地理学报 ›› 2018, Vol. 73 ›› Issue (9): 1765-1777.doi: 10.11821/dlxb201809012

• 气候变化与生态环境 • 上一篇    下一篇

五华河流域非点源污染风险区和风险路径识别

陈裕婵1(),张正栋1(),万露文2,张杰1,杨传训3,叶晨1,李青圃1   

  1. 1. 华南师范大学地理科学学院,广州 510631
    2. 密歇根州立大学地球与环境科学系,美国 东兰辛 48823
    3. 广州地理研究所,广州 510070
  • 收稿日期:2017-07-10 出版日期:2018-09-25 发布日期:2018-09-19
  • 基金资助:
    国家自然科学基金项目(41471147)

Identifying risk areas and risk paths of non-point source pollution in Wuhua River Basin

CHEN Yuchan1(),ZHANG Zhengdong1(),WAN Luwen2,ZHANG Jie1,YANG Chuanxun3,YE Chen1,LI Qingpu1   

  1. 1. School of Geography, South China Normal University, Guangzhou 510631, China
    2. Department of Earth and Environmental Sciences, Michigan State University, East Lansing, MI 48823, USA
    3. Guangzhou Institute of Geography,Guangzhou 510070,China
  • Received:2017-07-10 Online:2018-09-25 Published:2018-09-19
  • Supported by:
    National Natural Science Foundation of China, No.41471147

摘要:

非点源污染是亟待解决的水环境问题之一,确定非点源污染过程中的潜在风险区和风险路径是解决非点源污染问题的关键。引入景观生态学中的最小累积阻力模型,以高污染负荷的耕地、建设用地为“源”,运用表示下垫面产流性质的地形湿度指数和CN值构建阻力面,对五华河流域的非点源污染高风险区和风险路径进行可视化识别和分析。结果显示:① 在下垫面产流作用下,五华河流域低产流区主要分布在流域西南部,高产流区呈“人”形贯穿全流域。② 最小累积阻力模型能够有效识别流域内非点源污染风险区和风险路径,五华河流域非点源污染高风险区分布于迥龙、田心、龙母、铁场、登云、通衢、鹤市、紫市、岐岭、华城、转水、潭下、水寨等地的河道两岸,以耕地为“源”的非点源污染风险路径与建设用地为“源”的非点源污染风险路径在空间分布上差异较大。③ 耕地对五华河水质的影响大于建设用地对五华河水质的影响,耕地中的富营养物质和沉积物更容易随地表径流进入受纳水体。④ 流域尺度上治理以耕地为“源”的非点源污染应在邻近耕地的河流两岸建立一定宽度的植被缓冲区,治理以建设用地为“源”的非点源污染宜围绕关键源区进行治理。本研究为非点源污染风险区和风险路径的识别提供一种新的思路,为进一步开展非点源污染治理提供理论依据。

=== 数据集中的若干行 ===
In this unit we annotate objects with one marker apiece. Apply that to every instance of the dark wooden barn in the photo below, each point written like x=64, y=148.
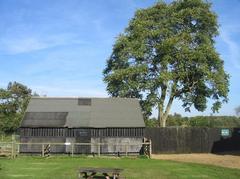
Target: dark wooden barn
x=82, y=120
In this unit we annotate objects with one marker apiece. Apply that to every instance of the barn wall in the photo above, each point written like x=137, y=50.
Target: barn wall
x=81, y=135
x=34, y=148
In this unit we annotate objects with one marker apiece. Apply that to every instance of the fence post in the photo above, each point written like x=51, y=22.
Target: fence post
x=150, y=148
x=72, y=148
x=126, y=149
x=99, y=149
x=12, y=154
x=42, y=150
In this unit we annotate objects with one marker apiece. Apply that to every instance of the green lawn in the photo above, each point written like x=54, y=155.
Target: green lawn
x=67, y=167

=== 书面题目 ===
把关于五华河流域非点源污染的摘录中，从“五华河流域非点源污染风险区和风险路径识别”起到“国家自然科学基金项目(41471147)”止（包括这几个字）的部分一字不差地照抄出来。 这些材料是独立的内容。

=== 题目解答 ===
五华河流域非点源污染风险区和风险路径识别

陈裕婵1(),张正栋1(),万露文2,张杰1,杨传训3,叶晨1,李青圃1   

  1. 1. 华南师范大学地理科学学院,广州 510631
    2. 密歇根州立大学地球与环境科学系,美国 东兰辛 48823
    3. 广州地理研究所,广州 510070
  • 收稿日期:2017-07-10 出版日期:2018-09-25 发布日期:2018-09-19
  • 基金资助:
    国家自然科学基金项目(41471147)